● Given entries:

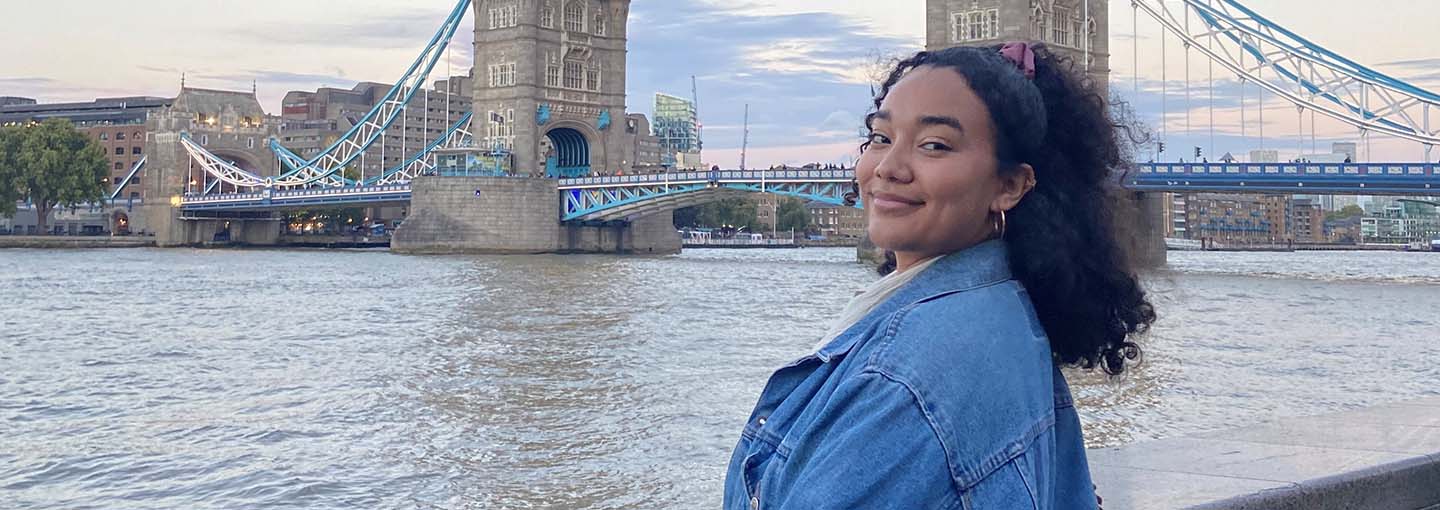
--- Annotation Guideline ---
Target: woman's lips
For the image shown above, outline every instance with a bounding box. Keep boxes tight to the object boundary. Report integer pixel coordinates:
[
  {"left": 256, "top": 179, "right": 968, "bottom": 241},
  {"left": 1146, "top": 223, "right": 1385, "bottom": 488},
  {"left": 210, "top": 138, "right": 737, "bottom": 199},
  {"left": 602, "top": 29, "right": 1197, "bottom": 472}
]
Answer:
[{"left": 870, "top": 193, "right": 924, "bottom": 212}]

● Written request:
Reproduce the rows above word for word, omitting the pictures.

● Response to this task:
--- Annotation Guideline ---
Target: woman's lips
For the image shown above, outline every instance with a bounding box. Keep boxes tight to the object boundary. Report integer pixel coordinates:
[
  {"left": 256, "top": 179, "right": 968, "bottom": 241},
  {"left": 1146, "top": 223, "right": 1385, "bottom": 488},
  {"left": 210, "top": 138, "right": 737, "bottom": 199},
  {"left": 602, "top": 29, "right": 1197, "bottom": 472}
]
Answer:
[{"left": 870, "top": 193, "right": 924, "bottom": 212}]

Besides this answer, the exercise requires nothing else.